Activity
Please repeat the text on temperature adaptation in Iranian sheep breeds word for word, from its title to its final sentence.

─── Source text

Whole-genome scan for selection signature associated with temperature adaptation in Iranian sheep breeds.

The present study aimed to identify the selection signature associated with temperature adaptation in Iranian sheep breeds raised in cold and hot environments. The Illumina HD ovine SNP600K BeadChip genomic arrays were utilized to analyze 114 animals from eight Iranian sheep breeds, namely Ghezel, Afshari, Shall, Sanjabi, Lori-Bakhtiari, Karakul, Kermani, and Balochi. All animals were classified into two groups: cold-weather breeds and hot-weather breeds, based on the environments to which they are adapted and the regions where they have been raised for many years. The unbiased FST (Theta) and hapFLK tests were used to identify the selection signatures. The results revealed five genomic regions on chromosomes 2, 10, 11, 13, and 14 using the FST test, and three genomic regions on chromosomes 10, 14, and 15 using the hapFLK test to be under selection in cold and hot groups. Further exploration of these genomic regions revealed that most of these regions overlapped with genes previously identified to affect cold and heat stress, nervous system function, cell division and gene expression, skin growth and development, embryo and skeletal development, adaptation to hypoxia conditions, and the immune system. These regions overlapped with QTLs that had previously been identified as being associated with various important economic traits, such as body weight, skin color, and horn characteristics. The gene ontology and gene network analyses revealed significant pathways and networks that distinguished Iranian cold and hot climates sheep breeds from each other. We identified positively selected genomic regions in Iranian sheep associated with pathways related to cell division, biological processes, cellular responses to calcium ions, metal ions and inorganic substances. This study represents the initial effort to identify selective sweeps linked to temperature adaptation in Iranian indigenous sheep breeds. It may provide valuable insights into the genomic regions involved in climate adaptation in sheep.

──────
─── Excerpted records

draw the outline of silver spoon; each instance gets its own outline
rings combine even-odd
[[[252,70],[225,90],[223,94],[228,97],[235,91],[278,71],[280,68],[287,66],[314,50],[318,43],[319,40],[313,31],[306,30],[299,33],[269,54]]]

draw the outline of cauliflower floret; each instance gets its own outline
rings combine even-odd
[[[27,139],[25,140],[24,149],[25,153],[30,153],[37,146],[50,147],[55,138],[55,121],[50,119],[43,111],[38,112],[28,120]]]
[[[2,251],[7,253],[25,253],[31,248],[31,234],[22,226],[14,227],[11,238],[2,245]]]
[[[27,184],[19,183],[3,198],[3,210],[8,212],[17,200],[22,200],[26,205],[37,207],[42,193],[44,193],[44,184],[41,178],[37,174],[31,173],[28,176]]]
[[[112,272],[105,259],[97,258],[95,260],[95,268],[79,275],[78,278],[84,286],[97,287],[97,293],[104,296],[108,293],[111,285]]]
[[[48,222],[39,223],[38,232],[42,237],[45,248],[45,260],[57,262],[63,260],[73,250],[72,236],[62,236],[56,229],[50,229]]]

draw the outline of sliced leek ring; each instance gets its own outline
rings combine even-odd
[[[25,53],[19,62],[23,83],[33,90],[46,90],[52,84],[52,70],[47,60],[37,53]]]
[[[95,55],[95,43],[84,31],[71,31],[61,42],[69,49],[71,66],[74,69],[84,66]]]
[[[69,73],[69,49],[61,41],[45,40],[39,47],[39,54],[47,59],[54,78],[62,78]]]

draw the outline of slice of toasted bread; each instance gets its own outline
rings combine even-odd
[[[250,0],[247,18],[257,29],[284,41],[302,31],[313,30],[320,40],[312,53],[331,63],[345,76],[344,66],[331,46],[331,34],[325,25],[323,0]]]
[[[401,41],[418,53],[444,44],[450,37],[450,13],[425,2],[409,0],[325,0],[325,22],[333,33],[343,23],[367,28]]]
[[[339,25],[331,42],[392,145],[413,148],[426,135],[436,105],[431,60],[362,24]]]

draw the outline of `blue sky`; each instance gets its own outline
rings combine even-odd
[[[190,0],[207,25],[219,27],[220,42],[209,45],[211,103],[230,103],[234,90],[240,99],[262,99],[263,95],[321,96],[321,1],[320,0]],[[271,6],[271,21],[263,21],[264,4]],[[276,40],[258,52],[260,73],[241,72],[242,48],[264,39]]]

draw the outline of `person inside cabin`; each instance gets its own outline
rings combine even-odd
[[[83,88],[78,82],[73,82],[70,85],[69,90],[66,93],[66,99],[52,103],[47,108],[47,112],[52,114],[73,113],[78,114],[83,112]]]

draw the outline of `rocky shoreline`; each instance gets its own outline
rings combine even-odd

──────

Answer box
Whole-genome scan for selection signature associated with temperature adaptation in Iranian sheep breeds.

The present study aimed to identify the selection signature associated with temperature adaptation in Iranian sheep breeds raised in cold and hot environments. The Illumina HD ovine SNP600K BeadChip genomic arrays were utilized to analyze 114 animals from eight Iranian sheep breeds, namely Ghezel, Afshari, Shall, Sanjabi, Lori-Bakhtiari, Karakul, Kermani, and Balochi. All animals were classified into two groups: cold-weather breeds and hot-weather breeds, based on the environments to which they are adapted and the regions where they have been raised for many years. The unbiased FST (Theta) and hapFLK tests were used to identify the selection signatures. The results revealed five genomic regions on chromosomes 2, 10, 11, 13, and 14 using the FST test, and three genomic regions on chromosomes 10, 14, and 15 using the hapFLK test to be under selection in cold and hot groups. Further exploration of these genomic regions revealed that most of these regions overlapped with genes previously identified to affect cold and heat stress, nervous system function, cell division and gene expression, skin growth and development, embryo and skeletal development, adaptation to hypoxia conditions, and the immune system. These regions overlapped with QTLs that had previously been identified as being associated with various important economic traits, such as body weight, skin color, and horn characteristics. The gene ontology and gene network analyses revealed significant pathways and networks that distinguished Iranian cold and hot climates sheep breeds from each other. We identified positively selected genomic regions in Iranian sheep associated with pathways related to cell division, biological processes, cellular responses to calcium ions, metal ions and inorganic substances. This study represents the initial effort to identify selective sweeps linked to temperature adaptation in Iranian indigenous sheep breeds. It may provide valuable insights into the genomic regions involved in climate adaptation in sheep.